# Exercise instructions
Repeat every entry below exactly as given.

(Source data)
▼▼▼

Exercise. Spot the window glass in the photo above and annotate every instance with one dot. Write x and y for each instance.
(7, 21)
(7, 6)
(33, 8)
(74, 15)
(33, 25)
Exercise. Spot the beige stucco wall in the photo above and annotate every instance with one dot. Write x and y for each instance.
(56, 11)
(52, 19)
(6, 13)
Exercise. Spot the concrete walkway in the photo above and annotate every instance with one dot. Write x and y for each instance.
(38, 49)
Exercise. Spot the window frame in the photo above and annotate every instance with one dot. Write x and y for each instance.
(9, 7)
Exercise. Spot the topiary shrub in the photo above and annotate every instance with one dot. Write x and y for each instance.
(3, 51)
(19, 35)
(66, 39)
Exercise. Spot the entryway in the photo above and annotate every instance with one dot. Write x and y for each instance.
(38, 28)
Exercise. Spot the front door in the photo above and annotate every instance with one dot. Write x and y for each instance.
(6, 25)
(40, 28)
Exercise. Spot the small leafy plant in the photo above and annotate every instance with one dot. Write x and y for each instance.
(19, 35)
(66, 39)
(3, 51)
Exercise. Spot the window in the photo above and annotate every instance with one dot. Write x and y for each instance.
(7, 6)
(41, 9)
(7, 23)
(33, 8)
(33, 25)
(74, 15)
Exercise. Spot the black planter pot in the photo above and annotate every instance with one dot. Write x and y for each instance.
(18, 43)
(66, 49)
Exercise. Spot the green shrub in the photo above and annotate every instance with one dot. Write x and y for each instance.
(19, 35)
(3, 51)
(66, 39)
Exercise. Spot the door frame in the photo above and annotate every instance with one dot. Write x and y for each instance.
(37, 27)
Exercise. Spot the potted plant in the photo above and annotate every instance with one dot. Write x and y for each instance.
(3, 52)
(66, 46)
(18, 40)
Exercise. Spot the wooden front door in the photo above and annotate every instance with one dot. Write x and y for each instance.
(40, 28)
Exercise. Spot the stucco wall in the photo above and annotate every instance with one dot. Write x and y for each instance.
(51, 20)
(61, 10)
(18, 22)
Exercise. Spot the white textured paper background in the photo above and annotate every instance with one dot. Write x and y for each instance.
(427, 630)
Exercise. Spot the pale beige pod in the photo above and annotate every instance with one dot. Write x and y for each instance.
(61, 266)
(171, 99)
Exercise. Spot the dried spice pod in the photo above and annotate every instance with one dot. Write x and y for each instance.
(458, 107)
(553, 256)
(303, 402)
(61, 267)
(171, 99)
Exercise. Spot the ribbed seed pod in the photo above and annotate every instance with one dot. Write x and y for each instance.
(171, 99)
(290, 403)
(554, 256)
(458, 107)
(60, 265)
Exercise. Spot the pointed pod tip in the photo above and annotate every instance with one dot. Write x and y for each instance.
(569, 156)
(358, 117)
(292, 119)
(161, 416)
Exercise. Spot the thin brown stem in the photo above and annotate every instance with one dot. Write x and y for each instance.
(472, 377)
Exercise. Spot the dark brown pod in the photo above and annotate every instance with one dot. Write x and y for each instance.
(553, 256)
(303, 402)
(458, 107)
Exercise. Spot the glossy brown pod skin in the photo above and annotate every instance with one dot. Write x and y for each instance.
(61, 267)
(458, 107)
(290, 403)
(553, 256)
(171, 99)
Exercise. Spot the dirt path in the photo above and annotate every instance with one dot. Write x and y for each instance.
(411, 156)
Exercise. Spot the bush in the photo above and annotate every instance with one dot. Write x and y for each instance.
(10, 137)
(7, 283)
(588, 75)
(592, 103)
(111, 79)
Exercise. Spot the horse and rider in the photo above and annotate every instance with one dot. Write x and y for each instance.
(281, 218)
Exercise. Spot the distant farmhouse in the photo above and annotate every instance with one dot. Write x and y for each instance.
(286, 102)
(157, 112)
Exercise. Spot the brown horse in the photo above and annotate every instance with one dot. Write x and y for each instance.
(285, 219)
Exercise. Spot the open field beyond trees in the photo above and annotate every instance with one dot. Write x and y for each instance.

▲▲▲

# Solution for this exercise
Exercise. Spot the window glass in the photo above and annotate every instance with one dot. Write x and y for each instance.
(7, 21)
(7, 6)
(33, 8)
(74, 15)
(33, 25)
Exercise. Spot the beige stucco wall in the photo above and annotate every instance with one dot. Write x and y for each instance.
(56, 11)
(52, 19)
(6, 13)
Exercise. Spot the concrete walkway in the photo above and annotate every instance with one dot. Write x and y for each instance.
(38, 49)
Exercise. Spot the window frame in the photo above and annotate every instance with one dot. Write x and y for each instance.
(9, 7)
Exercise. Spot the topiary shrub in the photo above and annotate every instance with one dot. Write x and y for each instance.
(3, 51)
(19, 35)
(66, 39)
Exercise. Spot the entryway in the photo above and annotate every instance with one dot. Write x and y for each instance.
(38, 28)
Exercise. Spot the front door in the photo above and annotate every instance with one dot. Write x and y for each instance.
(6, 25)
(40, 28)
Exercise. Spot the small leafy plant in the photo above and annotate every instance with one dot. Write x and y for each instance.
(19, 35)
(66, 39)
(3, 51)
Exercise. Spot the window in the photo above and annotate every instance with one dot. Write x and y for each instance.
(7, 6)
(41, 9)
(7, 23)
(33, 8)
(33, 25)
(74, 15)
Exercise. Spot the black planter pot in the photo above and annotate every instance with one dot. Write x and y for each instance.
(18, 43)
(66, 49)
Exercise. Spot the green shrub in the photo above and annotate every instance with one dot. Write x and y for each instance.
(19, 35)
(3, 51)
(66, 39)
Exercise. Spot the door frame in the photo above and annotate every instance with one dot. Write x and y for each instance.
(37, 27)
Exercise. Spot the potted plant in the photo above and annotate every instance with one dot. Write x and y for each instance.
(3, 52)
(66, 46)
(18, 40)
Exercise. Spot the wooden front door in the photo above and annotate every instance with one dot. Write x and y for each instance.
(40, 28)
Exercise. Spot the stucco wall in the photo above and annotate every instance with one dot. Write x and y for each instance.
(51, 20)
(61, 10)
(18, 22)
Exercise. Spot the white textured paper background in the photo above and annotate every instance with one dot. Write x and y for each instance.
(427, 630)
Exercise. Spot the pale beige pod in the photo above and annotate every instance with one dot. Write x and y for each instance.
(61, 266)
(171, 99)
Exercise. Spot the dried spice pod in the photo above and annotate every instance with one dot. Write x and y for each instance.
(458, 107)
(553, 256)
(303, 402)
(61, 267)
(171, 99)
Exercise. Spot the ribbed seed pod in the photo above and annotate every instance with one dot. Write x and y for each instance.
(171, 99)
(290, 403)
(554, 256)
(458, 107)
(60, 265)
Exercise. Spot the pointed pod tip in the photo above and annotate every instance with one dot. Write x and y for each instance.
(569, 156)
(358, 117)
(292, 119)
(161, 416)
Exercise. Spot the thin brown stem in the photo above and annotate every instance with one dot. Write x and y for each instance.
(472, 377)
Exercise. Spot the dark brown pod in the photo above and annotate every instance with one dot. Write x and y for each instance.
(553, 256)
(303, 402)
(458, 107)
Exercise. Spot the glossy brown pod skin in the photo above and annotate every instance with one dot. Write x and y for each instance.
(61, 267)
(458, 107)
(290, 403)
(553, 256)
(171, 99)
Exercise. Spot the dirt path in the photo above and annotate every instance with one dot. Write x and y for each instance.
(411, 156)
Exercise. Spot the bush in the photo above and annotate every instance with one dot. Write x and y for each instance.
(10, 137)
(7, 283)
(588, 75)
(592, 103)
(111, 79)
Exercise. Spot the horse and rider in the photo above and annotate every instance with one dot. Write x and y for each instance.
(281, 218)
Exercise. Spot the distant farmhouse in the photo above and annotate every instance with one dot. Write x and y for each instance.
(286, 102)
(157, 112)
Exercise. Spot the brown horse in the photo above and annotate every instance with one dot. Write x and y for each instance.
(285, 219)
Exercise. Spot the open field beyond trees in the photo above and annotate every instance with one dot. Write x and y for each instance.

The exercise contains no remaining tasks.